--- Listed entries ---

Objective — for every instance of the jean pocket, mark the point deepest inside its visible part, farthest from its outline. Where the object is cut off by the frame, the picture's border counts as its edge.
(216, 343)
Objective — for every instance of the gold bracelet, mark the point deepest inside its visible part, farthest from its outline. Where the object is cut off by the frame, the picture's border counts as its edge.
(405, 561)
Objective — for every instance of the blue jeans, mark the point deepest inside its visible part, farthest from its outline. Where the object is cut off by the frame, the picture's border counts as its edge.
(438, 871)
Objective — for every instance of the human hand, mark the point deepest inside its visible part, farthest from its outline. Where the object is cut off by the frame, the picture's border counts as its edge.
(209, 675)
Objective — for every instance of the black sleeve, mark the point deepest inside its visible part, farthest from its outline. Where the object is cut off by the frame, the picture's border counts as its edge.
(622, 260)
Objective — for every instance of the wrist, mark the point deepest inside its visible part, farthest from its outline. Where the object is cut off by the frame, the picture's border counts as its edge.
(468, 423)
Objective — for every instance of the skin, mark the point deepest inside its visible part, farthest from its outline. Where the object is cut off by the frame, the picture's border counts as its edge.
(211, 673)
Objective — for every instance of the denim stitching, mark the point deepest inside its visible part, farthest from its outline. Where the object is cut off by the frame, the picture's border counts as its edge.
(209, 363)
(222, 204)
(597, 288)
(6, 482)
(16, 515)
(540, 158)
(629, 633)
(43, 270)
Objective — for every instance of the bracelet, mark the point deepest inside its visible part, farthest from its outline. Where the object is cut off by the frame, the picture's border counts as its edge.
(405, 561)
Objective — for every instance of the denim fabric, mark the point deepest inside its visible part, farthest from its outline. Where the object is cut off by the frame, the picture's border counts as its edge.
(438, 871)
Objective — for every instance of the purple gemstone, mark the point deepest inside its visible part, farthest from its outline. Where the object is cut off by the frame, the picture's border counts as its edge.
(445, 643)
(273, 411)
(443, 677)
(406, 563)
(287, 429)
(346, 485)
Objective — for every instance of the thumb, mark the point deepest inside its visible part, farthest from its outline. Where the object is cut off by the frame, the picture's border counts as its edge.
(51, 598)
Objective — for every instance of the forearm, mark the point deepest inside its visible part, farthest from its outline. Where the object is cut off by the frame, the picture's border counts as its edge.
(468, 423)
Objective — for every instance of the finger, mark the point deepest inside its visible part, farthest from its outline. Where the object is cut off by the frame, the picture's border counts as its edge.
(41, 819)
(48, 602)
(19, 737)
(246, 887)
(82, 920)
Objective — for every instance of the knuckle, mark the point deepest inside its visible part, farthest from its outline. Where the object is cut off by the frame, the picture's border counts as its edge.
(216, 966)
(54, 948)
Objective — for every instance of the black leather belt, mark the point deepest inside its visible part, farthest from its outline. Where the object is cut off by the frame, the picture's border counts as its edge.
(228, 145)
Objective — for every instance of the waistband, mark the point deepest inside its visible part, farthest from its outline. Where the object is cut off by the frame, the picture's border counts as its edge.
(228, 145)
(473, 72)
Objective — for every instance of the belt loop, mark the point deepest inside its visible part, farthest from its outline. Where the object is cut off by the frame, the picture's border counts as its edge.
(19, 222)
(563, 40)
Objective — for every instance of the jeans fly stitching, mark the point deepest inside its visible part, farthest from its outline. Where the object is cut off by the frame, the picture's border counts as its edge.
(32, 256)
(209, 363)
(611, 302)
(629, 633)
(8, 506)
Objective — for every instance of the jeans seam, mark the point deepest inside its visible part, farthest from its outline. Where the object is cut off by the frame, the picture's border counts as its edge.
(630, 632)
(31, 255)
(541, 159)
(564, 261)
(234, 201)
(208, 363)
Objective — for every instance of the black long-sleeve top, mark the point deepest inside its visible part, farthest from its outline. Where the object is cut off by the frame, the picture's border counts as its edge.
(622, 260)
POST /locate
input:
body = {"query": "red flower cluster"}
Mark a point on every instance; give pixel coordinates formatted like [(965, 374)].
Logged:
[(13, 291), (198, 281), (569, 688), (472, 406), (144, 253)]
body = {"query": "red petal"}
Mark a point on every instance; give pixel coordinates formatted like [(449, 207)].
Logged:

---

**Assigned task**
The entries above should be set down again exactly as they appear.

**Response to this exercise**
Objective — for every instance of the jean pocket, mark the point deepest inside its visible part, farthest from its outline. Where the object is cut off by the frame, the picture's border counts as its edge.
(216, 343)
Objective — for every instance of the gold bracelet, mark the point deepest inside its visible part, farthest from its outline. Where the object is cut off by the frame, the picture's border counts as its edge.
(405, 561)
Objective — for every instance of the blue jeans, mark the point deepest inside its visible part, farthest from its outline. Where the object is cut off by the frame, the picture's border counts as its edge.
(438, 871)
Objective — for every instance of the human hand, mark the point deepest inside its visible part, farthest from its outline. Where the object is cut off by the frame, the picture's border counts as its edge.
(209, 675)
Objective — for every instance of the black sleeve, mark the point deepest inside its visible part, farthest from its outline. Where the object is cut off by the frame, the picture's border counts as its edge.
(622, 260)
Objective — for every instance of the wrist, mark the point deepest inside its visible part, farthest from its outline. Where the object is cut off by the frame, the picture's border counts as its edge.
(468, 423)
Objective — for every instance of the skin, mark the point deepest inside its visible part, farthest from its outline. Where the object is cut off by the frame, the picture's border counts as its edge.
(211, 673)
Objective — for every instance of the denim stitching, mark the point deepest inside its visible part, farthest from its outline. Where the object is cut off by the frame, the picture's border counts as its edge.
(209, 363)
(222, 204)
(597, 288)
(6, 482)
(16, 515)
(540, 158)
(629, 633)
(43, 270)
Objective — for every instance of the bracelet, mark the point deepest inside its visible part, farthest from its outline. Where the object is cut off by the frame, the picture's border counts as its edge.
(405, 561)
Objective — for every instance of the denim fabric, mark the point deepest inside its visible part, farthest from its outline. Where the object is cut off by the frame, the picture's border counts as its edge.
(438, 871)
Objective — for every instance of the purple gemstone, mark the point deepest inside its visible part, farthest from its outline. Where the object is cut off by the frame, the picture's border counts as its edge.
(445, 643)
(273, 411)
(443, 677)
(406, 563)
(287, 429)
(346, 485)
Objective — for every instance of the thumb, mark the point deepest inside its visible part, farthest from its outline. Where the object is cut off by the frame, the picture's border counts as its edge.
(51, 598)
Objective — for every instance of the forearm, mark the point deepest inside its visible part, farthest from its outline. Where the object is cut off by the frame, the picture's border counts as its edge.
(468, 423)
Objective — for every instance of the finger, mark the point deepest inside its visible part, farthest from its outline. Where the object is cut off by the frame, the picture's border counts as its edge.
(41, 819)
(48, 602)
(19, 737)
(246, 887)
(82, 920)
Objective — for every instance of the knuckle, mark the point deepest inside its visible part, farthest from its outline. Where the object is cut off by the frame, the picture's border counts as its edge.
(216, 966)
(54, 948)
Objective — for every instance of the black leather belt, mark the point deepest inside its visible part, farthest from its outline. Where the object is cut off by the frame, the picture's border counts as its edge.
(228, 145)
Objective — for every instance of the waistband, mark the point deepest inside its visible part, farthest from its outline. Where the object is cut off by the frame, the picture's border counts as its edge.
(228, 145)
(473, 72)
Objective — for every instance of the belt loop, mark the point deepest inside its visible part, farthest from its outline. Where the object is cut off by the frame, the picture's border counts as its edge.
(19, 222)
(563, 40)
Objective — for every instance of the jeans fly stitching, mark the point deepest inside its visible part, farthest from its outline. Where the object is cut off by the frame, the picture's border counts as its edge.
(32, 256)
(209, 363)
(611, 302)
(629, 633)
(8, 506)
Objective — for every instance of the jeans seam, mark the point deepest inside its visible part, farthest from its outline. Where the object is cut off by the frame, the picture's border counts as its edge.
(630, 632)
(31, 255)
(541, 159)
(564, 261)
(234, 201)
(208, 363)
Objective — for every instance of the black long-sleeve top, mark the point deepest inside its visible part, farthest from its outline. Where the object is cut off by the frame, the picture's border counts as its edge.
(622, 260)
POST /locate
input:
body = {"query": "red flower cluster"}
Mark a point on every instance; give pixel coordinates formatted like [(965, 374)].
Logged:
[(13, 291), (198, 281), (569, 688), (472, 406), (144, 253)]
body = {"query": "red petal"}
Mark a point on every instance; give pixel coordinates formatted like [(449, 207)].
Logged:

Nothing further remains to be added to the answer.